- Görev tanımı: Aşağıdaki basın toplantısı haberine göre Mustafa Bozbey'in toplantısı hangi mekânda gerçekleştirilmiştir?

- Metin alıntısı:
17 Ağustos 1999 Gölcük depreminin 25. yıl dönümü kapsamında, Bursa Büyükşehir Belediye Başkanı Mustafa Bozbey, belediyenin ve kurumlarının depreme hazırlıklarını ve alınan önlemlerin paylaşılacağı basın toplantısını Merinos Atatürk Kongre Kültür Merkezi’nde gerçekleştirildi.

 

Düzenlenen basın toplantısına, CHP Bursa Milletvekili Kayıhan Pala, CHP Bursa İl Başkanı Nihat Yeşiltaş katıldı.

 

25 yıl önce meydana gelen ve Bursa’mızda da olmak üzere Marmara’nın tamamını etkileyen 17 Ağustos depreminin Türkiye’nin yaşadığı en büyük acılardan biri olarak hafızalara kazandığına vurgu yapan Bursa Büyükşehir Belediye Başkanı Mustafa Bozbey, “Binlerce vatandaşımız hayatını kaybederken, 10 binlerce vatandaşımız yaralandı, hayatını kaybetti. Bu büyük depremin ardından birçok deprem yaşadık. Depreme hazırlık yapmamızın zorunda olduğumuzu, ülke yöneticilerinin önemli kararlar alması gerektiğini bir kez daha hatırlatmak istiyorum. Bir yıl önce yaşadığımız 6 Şubat’ta meydana gelen 11 ili etkileyen deprem var. 24 yılda birçok konuda kararlar alınır ve o depremin o şekilde hasar vermesi ve 10 binlerce vatandaşımızın canına mal olması en aza indirgenebilirdi. Tarihin siyah sayfalarına bunu da yazdık. Geçen süreçte bu felaketler sonrasında yaralarımızı hep sarmaya çalıştık. Bunu yapsak da aylar, yıllar geçse de kaybettiklerimizi unutan bir toplum haline geldik. Hiçbir zaman unutmamamız ve unutturmamamız gerektiğini kafamızın içine sokamadık” ifadelerini kullandı.

- Veri kümesi kayıtları:

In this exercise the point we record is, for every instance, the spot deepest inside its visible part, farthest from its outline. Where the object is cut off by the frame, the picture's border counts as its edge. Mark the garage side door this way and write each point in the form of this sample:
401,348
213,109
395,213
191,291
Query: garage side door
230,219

- Yanıt aşağıdadır: Merinos Atatürk Kongre Kültür Merkezi'nde gerçekleştirilmiştir.